[Записи набора данных]
○ ○ ○ ○ ○

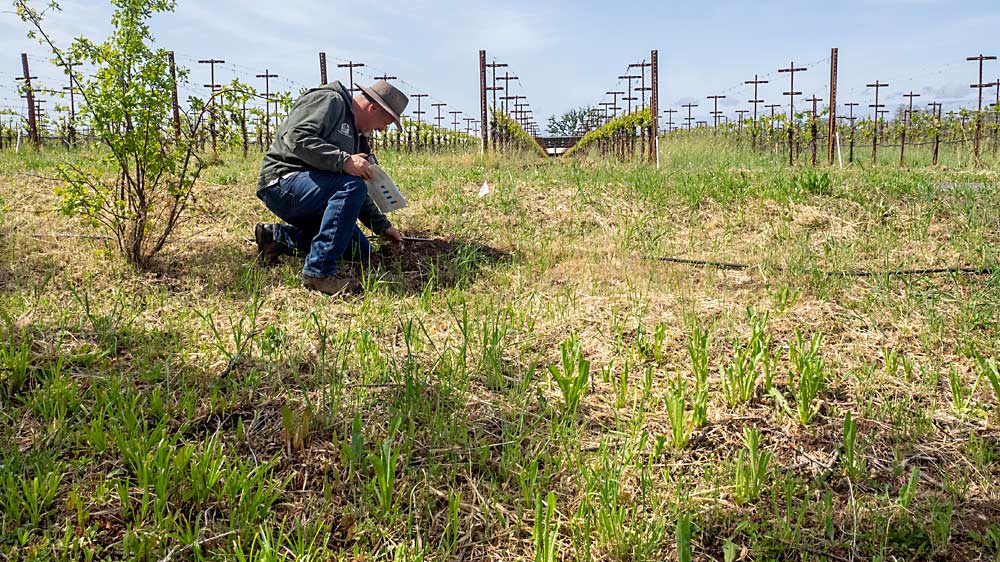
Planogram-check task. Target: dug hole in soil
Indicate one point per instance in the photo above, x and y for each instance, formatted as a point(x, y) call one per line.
point(424, 255)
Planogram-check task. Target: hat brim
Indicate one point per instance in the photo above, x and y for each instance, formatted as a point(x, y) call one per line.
point(378, 99)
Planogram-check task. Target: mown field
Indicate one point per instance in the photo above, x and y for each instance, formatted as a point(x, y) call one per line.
point(535, 385)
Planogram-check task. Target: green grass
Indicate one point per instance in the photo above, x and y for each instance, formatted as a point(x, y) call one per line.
point(564, 401)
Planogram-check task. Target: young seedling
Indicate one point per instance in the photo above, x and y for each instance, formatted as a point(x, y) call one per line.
point(546, 529)
point(989, 369)
point(751, 467)
point(853, 465)
point(806, 379)
point(574, 376)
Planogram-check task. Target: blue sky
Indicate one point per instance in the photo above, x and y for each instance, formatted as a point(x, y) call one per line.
point(567, 54)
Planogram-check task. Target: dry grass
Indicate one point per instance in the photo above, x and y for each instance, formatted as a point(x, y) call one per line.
point(558, 248)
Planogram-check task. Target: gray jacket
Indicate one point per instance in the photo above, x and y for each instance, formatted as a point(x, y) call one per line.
point(319, 134)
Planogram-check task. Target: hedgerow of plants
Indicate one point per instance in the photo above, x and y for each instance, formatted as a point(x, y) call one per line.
point(624, 124)
point(514, 134)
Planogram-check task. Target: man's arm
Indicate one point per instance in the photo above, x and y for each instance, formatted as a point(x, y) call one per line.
point(372, 217)
point(305, 137)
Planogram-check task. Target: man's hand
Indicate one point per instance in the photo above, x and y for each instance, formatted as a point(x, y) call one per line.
point(394, 238)
point(358, 166)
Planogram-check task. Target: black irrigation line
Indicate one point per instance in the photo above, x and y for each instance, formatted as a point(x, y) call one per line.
point(846, 273)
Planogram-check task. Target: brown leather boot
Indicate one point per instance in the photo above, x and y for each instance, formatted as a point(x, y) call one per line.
point(332, 285)
point(268, 251)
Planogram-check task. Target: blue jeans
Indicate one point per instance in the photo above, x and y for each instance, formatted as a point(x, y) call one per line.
point(321, 209)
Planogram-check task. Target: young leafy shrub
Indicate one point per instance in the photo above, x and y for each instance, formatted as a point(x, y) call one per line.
point(128, 104)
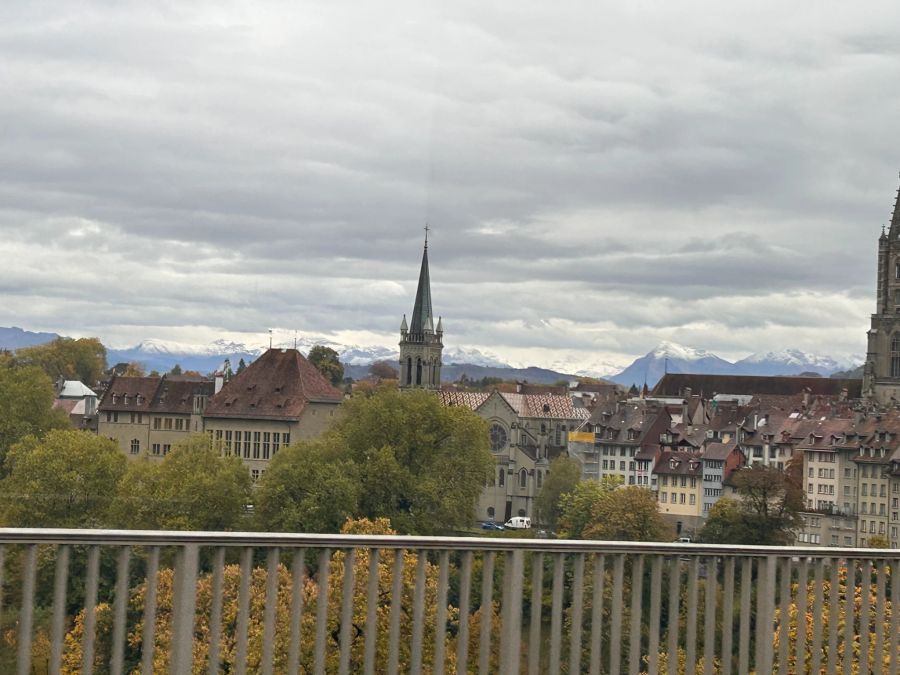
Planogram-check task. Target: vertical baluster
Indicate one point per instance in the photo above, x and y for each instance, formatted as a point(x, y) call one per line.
point(849, 610)
point(815, 649)
point(322, 613)
point(709, 616)
point(26, 613)
point(534, 631)
point(634, 632)
point(744, 632)
point(440, 633)
point(784, 607)
point(880, 601)
point(597, 614)
point(864, 592)
point(833, 615)
point(512, 614)
point(727, 615)
point(215, 610)
point(674, 615)
point(148, 643)
point(243, 618)
point(119, 612)
point(372, 613)
point(298, 572)
point(615, 647)
point(346, 634)
point(90, 610)
point(268, 655)
point(577, 613)
point(655, 612)
point(465, 590)
point(418, 614)
point(691, 626)
point(894, 648)
point(487, 595)
point(184, 604)
point(58, 625)
point(556, 612)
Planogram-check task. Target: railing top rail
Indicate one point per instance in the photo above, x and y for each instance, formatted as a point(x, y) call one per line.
point(288, 540)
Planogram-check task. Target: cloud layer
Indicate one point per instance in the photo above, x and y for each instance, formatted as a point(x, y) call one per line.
point(599, 176)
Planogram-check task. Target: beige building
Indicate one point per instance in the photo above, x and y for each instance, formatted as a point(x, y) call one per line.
point(527, 431)
point(149, 415)
point(279, 398)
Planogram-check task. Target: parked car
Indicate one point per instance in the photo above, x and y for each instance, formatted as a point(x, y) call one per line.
point(491, 525)
point(518, 523)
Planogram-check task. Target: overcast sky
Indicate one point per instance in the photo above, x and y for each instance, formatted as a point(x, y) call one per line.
point(599, 176)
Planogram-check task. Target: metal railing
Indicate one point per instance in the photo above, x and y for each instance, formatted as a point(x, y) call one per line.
point(147, 602)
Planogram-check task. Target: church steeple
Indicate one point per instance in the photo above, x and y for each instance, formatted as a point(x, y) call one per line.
point(420, 345)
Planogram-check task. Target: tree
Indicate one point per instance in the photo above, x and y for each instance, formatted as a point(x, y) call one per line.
point(193, 488)
point(423, 465)
point(767, 513)
point(327, 361)
point(383, 370)
point(562, 477)
point(309, 487)
point(26, 402)
point(65, 479)
point(82, 359)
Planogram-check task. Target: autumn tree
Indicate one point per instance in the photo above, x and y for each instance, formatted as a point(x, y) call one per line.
point(193, 487)
point(65, 479)
point(563, 475)
point(327, 361)
point(83, 359)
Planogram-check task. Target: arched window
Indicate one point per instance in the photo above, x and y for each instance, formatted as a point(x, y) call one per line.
point(895, 356)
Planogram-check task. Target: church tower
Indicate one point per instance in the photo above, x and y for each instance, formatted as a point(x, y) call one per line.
point(421, 343)
point(881, 375)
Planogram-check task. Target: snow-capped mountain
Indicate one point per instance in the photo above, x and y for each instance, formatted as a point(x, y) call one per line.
point(673, 358)
point(790, 362)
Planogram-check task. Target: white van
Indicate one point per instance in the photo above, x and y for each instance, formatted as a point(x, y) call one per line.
point(518, 523)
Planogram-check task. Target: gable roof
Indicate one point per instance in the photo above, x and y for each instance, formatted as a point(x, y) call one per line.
point(277, 385)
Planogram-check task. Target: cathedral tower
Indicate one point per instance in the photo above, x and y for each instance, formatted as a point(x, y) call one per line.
point(421, 343)
point(881, 376)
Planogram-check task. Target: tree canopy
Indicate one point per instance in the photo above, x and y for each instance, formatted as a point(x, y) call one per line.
point(65, 479)
point(327, 361)
point(83, 359)
point(194, 487)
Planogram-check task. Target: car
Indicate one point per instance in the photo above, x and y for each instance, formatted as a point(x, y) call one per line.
point(491, 525)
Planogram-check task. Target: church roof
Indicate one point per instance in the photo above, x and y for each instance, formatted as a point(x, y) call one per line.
point(422, 313)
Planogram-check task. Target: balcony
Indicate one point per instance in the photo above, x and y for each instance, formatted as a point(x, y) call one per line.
point(126, 601)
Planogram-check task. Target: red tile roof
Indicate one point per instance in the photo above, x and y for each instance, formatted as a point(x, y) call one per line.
point(278, 385)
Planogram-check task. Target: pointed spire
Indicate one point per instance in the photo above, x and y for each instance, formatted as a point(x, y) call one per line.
point(422, 309)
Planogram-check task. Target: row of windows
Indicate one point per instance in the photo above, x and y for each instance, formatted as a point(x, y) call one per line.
point(251, 444)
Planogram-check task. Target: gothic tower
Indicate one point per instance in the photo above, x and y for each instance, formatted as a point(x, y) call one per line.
point(881, 376)
point(421, 343)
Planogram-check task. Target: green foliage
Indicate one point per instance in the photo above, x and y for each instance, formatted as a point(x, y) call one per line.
point(309, 487)
point(767, 512)
point(26, 402)
point(326, 360)
point(83, 359)
point(193, 488)
point(65, 479)
point(564, 474)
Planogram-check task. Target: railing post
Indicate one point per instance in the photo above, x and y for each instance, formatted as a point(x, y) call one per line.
point(184, 604)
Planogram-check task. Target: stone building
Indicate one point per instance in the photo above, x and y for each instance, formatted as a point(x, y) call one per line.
point(421, 343)
point(881, 376)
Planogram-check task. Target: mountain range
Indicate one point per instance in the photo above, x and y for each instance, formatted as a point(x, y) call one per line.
point(670, 357)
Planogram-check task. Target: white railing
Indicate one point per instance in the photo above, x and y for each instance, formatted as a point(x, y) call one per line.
point(127, 601)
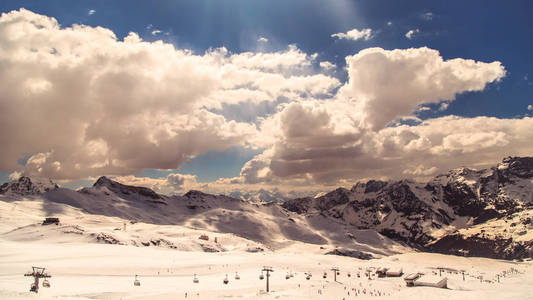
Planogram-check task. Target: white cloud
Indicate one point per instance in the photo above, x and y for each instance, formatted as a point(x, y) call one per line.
point(127, 105)
point(411, 33)
point(355, 34)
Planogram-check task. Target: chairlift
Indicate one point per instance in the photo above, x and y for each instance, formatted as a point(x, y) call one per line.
point(46, 283)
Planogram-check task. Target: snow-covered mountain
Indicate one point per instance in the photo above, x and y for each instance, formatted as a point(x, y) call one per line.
point(452, 213)
point(468, 212)
point(28, 186)
point(260, 195)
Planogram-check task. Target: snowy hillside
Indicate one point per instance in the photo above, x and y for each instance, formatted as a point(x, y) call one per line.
point(443, 208)
point(28, 186)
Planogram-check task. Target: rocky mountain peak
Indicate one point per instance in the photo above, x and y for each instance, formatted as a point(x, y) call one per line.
point(28, 186)
point(125, 189)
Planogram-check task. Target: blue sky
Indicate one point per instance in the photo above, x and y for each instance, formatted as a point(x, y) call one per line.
point(484, 31)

○ ○ ○ ○ ○

** Что нужно сделать **
Перепишите материал, начиная с самого начала и заканчивая строкой с «point(535, 385)» включительно, заменив «photo» на «image» и оставив всё остальное без изменений. Картинки в ответ не включайте.

** Ожидаемый ответ **
Planogram-check task. Target: dug hole in soil
Indicate one point per instance in the image above, x and y for each instance, formatted as a point(x, y) call one per line.
point(424, 255)
Planogram-check task. Target: hat brim
Indicate one point per instance in the image above, x and y for each instance, formatted as a point(x, y) call one per line.
point(378, 99)
Planogram-check task. Target: mown field
Indicate one point per instance in the image above, x and y for each instance, formatted as a point(x, y) call one per line.
point(535, 385)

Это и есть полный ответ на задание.